* **ASSIGNMENT**: The whole listing below should be printed again exactly, with no images.

* **DATASET RECORDS**:
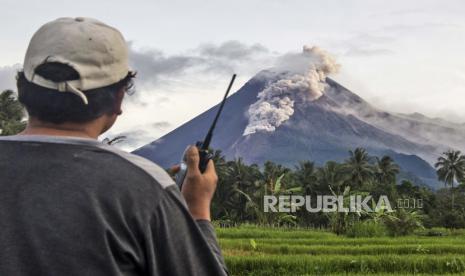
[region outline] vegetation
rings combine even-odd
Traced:
[[[321,230],[218,228],[232,275],[463,275],[465,232],[348,238]]]
[[[465,179],[465,156],[460,151],[449,150],[444,152],[444,156],[438,158],[434,165],[437,170],[438,179],[444,185],[450,186],[453,191],[454,184]],[[454,193],[451,194],[452,209],[454,209]]]
[[[116,137],[113,137],[113,138],[109,138],[109,137],[106,137],[102,140],[102,143],[105,143],[107,145],[115,145],[115,144],[118,144],[120,142],[123,142],[124,140],[126,140],[126,136],[124,135],[119,135],[119,136],[116,136]]]
[[[24,108],[11,90],[0,93],[0,135],[13,135],[25,127]]]
[[[345,162],[328,161],[321,167],[311,161],[294,168],[270,161],[262,167],[246,165],[242,159],[226,161],[220,151],[215,152],[215,161],[220,183],[213,217],[223,226],[299,226],[355,236],[400,236],[423,227],[465,227],[465,185],[454,185],[464,182],[465,156],[460,152],[448,151],[438,159],[438,178],[447,185],[438,191],[398,179],[400,168],[391,157],[371,157],[363,148],[349,151]],[[344,202],[349,196],[371,195],[372,204],[386,195],[394,212],[310,213],[300,208],[265,213],[265,195],[335,195],[342,196]],[[454,205],[449,204],[451,201]]]
[[[465,275],[464,158],[446,152],[438,159],[446,187],[432,191],[399,180],[392,158],[361,148],[342,163],[304,161],[293,169],[247,166],[215,152],[221,166],[213,214],[231,275]],[[394,212],[263,212],[264,195],[289,194],[344,202],[387,195]]]
[[[444,156],[439,157],[434,166],[438,169],[438,179],[446,187],[453,188],[455,183],[465,179],[465,155],[461,155],[460,151],[444,152]]]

* **OUTPUT BELOW**:
[region outline] vegetation
rings combine even-odd
Traced:
[[[321,230],[218,228],[232,275],[463,275],[465,232],[348,238]]]
[[[465,179],[465,156],[460,151],[449,150],[444,152],[444,156],[438,158],[434,165],[437,170],[438,179],[444,185],[450,186],[453,191],[454,184]],[[454,193],[451,194],[452,209],[454,209]]]
[[[116,137],[113,137],[113,138],[109,138],[109,137],[106,137],[102,140],[102,143],[105,143],[107,145],[115,145],[115,144],[118,144],[120,142],[123,142],[124,140],[126,140],[126,136],[124,135],[119,135],[119,136],[116,136]]]
[[[24,108],[11,90],[0,93],[0,135],[13,135],[25,127]]]
[[[345,162],[328,161],[321,167],[311,161],[294,168],[270,161],[262,167],[246,165],[242,159],[226,161],[220,151],[215,152],[215,161],[220,183],[213,217],[223,226],[299,226],[355,236],[400,236],[423,227],[465,227],[465,185],[454,185],[464,182],[465,156],[460,152],[448,151],[438,159],[438,178],[447,185],[438,191],[398,179],[400,168],[391,157],[371,157],[363,148],[349,151]],[[344,202],[349,196],[371,195],[372,204],[386,195],[394,212],[310,213],[300,208],[265,213],[265,195],[335,195],[342,196]],[[454,205],[449,204],[451,201]]]
[[[465,275],[464,158],[446,152],[438,159],[446,187],[432,191],[399,180],[392,158],[361,148],[342,163],[304,161],[293,169],[247,166],[215,152],[221,166],[213,214],[231,275]],[[394,212],[263,212],[264,195],[289,194],[344,202],[387,195]]]
[[[444,156],[439,157],[434,166],[438,169],[438,179],[446,187],[453,188],[455,183],[465,179],[465,155],[461,155],[460,151],[444,152]]]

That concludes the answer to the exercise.